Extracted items
---------------
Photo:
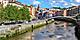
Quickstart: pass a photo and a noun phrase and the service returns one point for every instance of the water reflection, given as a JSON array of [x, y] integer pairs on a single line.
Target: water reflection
[[56, 31]]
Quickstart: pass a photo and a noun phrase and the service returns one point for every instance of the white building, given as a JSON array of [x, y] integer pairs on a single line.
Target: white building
[[11, 2]]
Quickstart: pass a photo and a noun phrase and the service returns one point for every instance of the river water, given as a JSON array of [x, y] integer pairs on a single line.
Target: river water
[[55, 31]]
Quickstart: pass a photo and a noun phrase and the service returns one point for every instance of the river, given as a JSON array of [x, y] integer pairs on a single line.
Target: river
[[55, 31]]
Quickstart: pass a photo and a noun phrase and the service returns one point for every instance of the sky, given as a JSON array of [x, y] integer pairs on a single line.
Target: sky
[[51, 3]]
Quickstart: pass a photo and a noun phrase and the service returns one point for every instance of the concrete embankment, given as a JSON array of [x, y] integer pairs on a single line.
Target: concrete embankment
[[20, 29]]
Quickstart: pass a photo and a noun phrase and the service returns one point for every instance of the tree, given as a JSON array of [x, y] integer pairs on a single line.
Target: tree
[[14, 13]]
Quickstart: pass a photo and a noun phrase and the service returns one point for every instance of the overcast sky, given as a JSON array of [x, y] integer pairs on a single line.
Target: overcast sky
---------------
Exercise directions: Print all of the items above word for word, without the pictures.

The output:
Photo:
Quickstart: pass a photo and a noun phrase and the service returns one point for every instance of the water reflection, given as a JSON array of [x, y] integer pairs on a single line.
Target: water reflection
[[56, 31]]
Quickstart: pass a photo and a noun phrase and the service returns one point for every instance of the white building, given as a JSON array of [x, y] integer pairs on a single line.
Target: white building
[[11, 2]]
Quickstart: pass a photo and a noun phrase and the service returns one point for every instance of the river water, given as a JSON array of [x, y] integer pairs on a single line.
Target: river water
[[55, 31]]
Quickstart: pass a photo and a noun phrase and the service returns one point for every instance of the river, given as a JSON array of [x, y] integer pairs on a single line.
Target: river
[[55, 31]]
Quickstart: pass a photo and a noun phrase and the service returns one point for every instance of the sky, given as a JSON array of [x, y] integer pairs on a single line.
Target: sky
[[51, 3]]
Quickstart: pass a photo and a noun phrase and the service returns one point for every instance of the concrete embankment, given as a JSON array of [x, y] integer pairs on a single line.
Target: concrete embankment
[[20, 29]]
Quickstart: pass a photo and a noun phrase and the service returns one point for every instance of the tree, given as a JSON array of [x, y] integer pairs on a single line.
Target: tree
[[14, 13]]
Quickstart: pass a photo and a noun phrase and the service returns one point for every instance of the overcast sky, given as a JSON array of [x, y] integer pairs on a single line.
Target: overcast sky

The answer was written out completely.